→ **Exercise task 1**
Please render the rows from the line with "Exercise. Locate the orange" up to and including the line with "(1052, 834)" as a Markdown table with the columns "No." and "Line", leaving out any blank lines.

→ **Text segment**
┄┄┄┄┄┄┄┄┄┄

From: dthaler1968@googlemail.com
To: "'David Vernet'" <void@manifault.com>
Cc: <bpf@ietf.org>, "'bpf'" <bpf@vger.kernel.org>
Subject: RE: [Bpf] BPF ISA conformance groups
Date: Tue, 12 Dec 2023 14:01:09 -0800 [thread overview]
Message-ID: <157b01da2d46$b7453e20$25cfba60$@gmail.com> (raw)
In-Reply-To: <20231212214532.GB1222@maniforge>
David Vernet <void@manifault.com> wrote:
[...]
> > > > A given runtime platform would be compliant to some set of the
> > > > following conformance groups:
> > > >
> > > > 1. "basic": all instructions not covered by another group below.
> > > > 2. "atomic": all Atomic operations. I think Christoph argued for
> > > > this one in the meeting.
> > > > 3. "divide": all division and modulo operations. Alexei said in
> > > > the meeting that he'd heard demand for this one.
> > > > 4. "legacy": all legacy packet access instructions (deprecated).
> > > > 5. "map": 64-bit immediate instructions that deal with map fds or
> > > > map indices.
> > > > 6. "code": 64-bit immediate instruction that has a "code pointer" type.
> > > > 7. "func": program-local functions.
> > >
> > > I thought for a while about whether this should be part of the basic
> > > conformance group, and talked through it with Jakub Kicinski. I do
> > > think it makes sense to keep it separate like this. For e.g. devices
> > > with Harvard architectures, it could get quite non-trivial for the
> > > verifier to determine whether accesses to arguments stored in
> > > special register are safe. Definitely not impossible, and overall
> > > very useful to support this, but in order to ease vendor adoption
> > > it's probably best to keep this separate.

┄┄┄┄┄┄┄┄┄┄

→ **Dataset extract**
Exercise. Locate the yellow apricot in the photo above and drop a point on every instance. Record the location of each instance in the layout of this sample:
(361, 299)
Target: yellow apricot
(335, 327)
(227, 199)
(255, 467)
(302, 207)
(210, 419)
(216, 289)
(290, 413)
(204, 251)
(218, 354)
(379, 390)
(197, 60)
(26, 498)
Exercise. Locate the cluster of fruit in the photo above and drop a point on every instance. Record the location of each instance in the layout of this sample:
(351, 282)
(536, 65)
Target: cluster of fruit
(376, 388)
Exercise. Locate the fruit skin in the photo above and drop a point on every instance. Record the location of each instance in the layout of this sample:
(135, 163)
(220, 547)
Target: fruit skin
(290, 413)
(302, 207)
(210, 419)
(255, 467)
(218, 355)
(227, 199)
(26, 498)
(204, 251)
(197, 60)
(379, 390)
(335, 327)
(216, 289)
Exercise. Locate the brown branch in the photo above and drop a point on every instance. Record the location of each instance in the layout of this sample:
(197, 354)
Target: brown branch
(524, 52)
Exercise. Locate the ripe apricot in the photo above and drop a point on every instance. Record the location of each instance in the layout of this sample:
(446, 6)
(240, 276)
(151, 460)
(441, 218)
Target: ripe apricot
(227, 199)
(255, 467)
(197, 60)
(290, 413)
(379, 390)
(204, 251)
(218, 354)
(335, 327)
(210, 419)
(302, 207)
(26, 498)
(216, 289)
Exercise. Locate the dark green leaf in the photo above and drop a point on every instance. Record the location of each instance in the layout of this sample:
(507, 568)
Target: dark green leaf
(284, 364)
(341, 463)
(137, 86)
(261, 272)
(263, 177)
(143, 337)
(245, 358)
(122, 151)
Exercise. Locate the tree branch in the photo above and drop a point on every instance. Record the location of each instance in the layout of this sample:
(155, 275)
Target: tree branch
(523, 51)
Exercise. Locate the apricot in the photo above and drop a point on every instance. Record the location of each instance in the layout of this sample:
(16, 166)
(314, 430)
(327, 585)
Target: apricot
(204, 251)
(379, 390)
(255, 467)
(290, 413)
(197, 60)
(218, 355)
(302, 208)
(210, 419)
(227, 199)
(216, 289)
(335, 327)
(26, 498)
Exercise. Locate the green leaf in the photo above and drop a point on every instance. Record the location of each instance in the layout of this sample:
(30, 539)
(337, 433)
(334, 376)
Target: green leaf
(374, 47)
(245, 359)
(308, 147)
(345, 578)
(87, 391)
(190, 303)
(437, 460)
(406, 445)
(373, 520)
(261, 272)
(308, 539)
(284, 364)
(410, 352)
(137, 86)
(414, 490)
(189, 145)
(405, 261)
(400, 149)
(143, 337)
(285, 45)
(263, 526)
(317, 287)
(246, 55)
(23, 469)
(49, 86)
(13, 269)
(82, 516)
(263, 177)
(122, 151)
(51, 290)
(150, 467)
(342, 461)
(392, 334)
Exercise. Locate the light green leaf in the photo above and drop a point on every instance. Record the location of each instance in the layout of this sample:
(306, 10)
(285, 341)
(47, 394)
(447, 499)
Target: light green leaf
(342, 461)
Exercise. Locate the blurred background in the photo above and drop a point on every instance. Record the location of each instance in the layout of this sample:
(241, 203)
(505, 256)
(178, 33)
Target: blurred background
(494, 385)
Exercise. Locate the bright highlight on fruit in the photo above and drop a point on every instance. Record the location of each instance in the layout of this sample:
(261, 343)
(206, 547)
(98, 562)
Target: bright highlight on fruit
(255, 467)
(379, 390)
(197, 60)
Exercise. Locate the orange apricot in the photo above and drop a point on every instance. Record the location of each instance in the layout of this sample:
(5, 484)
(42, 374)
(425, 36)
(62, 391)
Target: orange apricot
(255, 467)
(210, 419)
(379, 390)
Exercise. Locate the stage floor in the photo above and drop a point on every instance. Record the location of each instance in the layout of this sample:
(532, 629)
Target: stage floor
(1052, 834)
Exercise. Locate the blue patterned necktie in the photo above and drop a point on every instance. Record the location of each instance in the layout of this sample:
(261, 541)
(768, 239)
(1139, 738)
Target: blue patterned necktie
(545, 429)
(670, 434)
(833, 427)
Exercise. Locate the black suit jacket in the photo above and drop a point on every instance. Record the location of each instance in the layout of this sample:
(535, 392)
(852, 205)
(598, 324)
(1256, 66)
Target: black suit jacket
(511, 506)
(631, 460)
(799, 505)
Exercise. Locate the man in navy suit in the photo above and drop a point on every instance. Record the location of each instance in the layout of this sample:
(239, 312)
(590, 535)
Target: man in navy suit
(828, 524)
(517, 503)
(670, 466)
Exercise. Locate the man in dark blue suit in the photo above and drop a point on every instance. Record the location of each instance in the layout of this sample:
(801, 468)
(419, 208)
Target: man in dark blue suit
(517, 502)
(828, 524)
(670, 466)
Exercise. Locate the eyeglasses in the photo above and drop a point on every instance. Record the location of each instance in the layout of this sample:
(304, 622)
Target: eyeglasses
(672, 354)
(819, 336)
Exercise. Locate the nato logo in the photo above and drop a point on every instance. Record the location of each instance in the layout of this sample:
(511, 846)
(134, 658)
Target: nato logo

┄┄┄┄┄┄┄┄┄┄

→ **Exercise task 2**
Answer these questions about the email:
(a) On what date was the message sent?
(b) Which conformance group covers all division and modulo operations?
(c) What kind of devices is named as a case where the verifier could find it quite non-trivial to check accesses to arguments stored in special registers?

→ **Full output 1**
| No. | Line |
|---|---|
| 1 | Exercise. Locate the orange apricot in the photo above and drop a point on every instance. Record the location of each instance in the layout of this sample: |
| 2 | (5, 484) |
| 3 | (42, 374) |
| 4 | (425, 36) |
| 5 | (62, 391) |
| 6 | Target: orange apricot |
| 7 | (255, 467) |
| 8 | (210, 419) |
| 9 | (379, 390) |
| 10 | Exercise. Locate the stage floor in the photo above and drop a point on every instance. Record the location of each instance in the layout of this sample: |
| 11 | (532, 629) |
| 12 | Target: stage floor |
| 13 | (1052, 834) |

→ **Full output 2**
(a) Tuesday, 12 December 2023
(b) "divide"
(c) Devices with Harvard architectures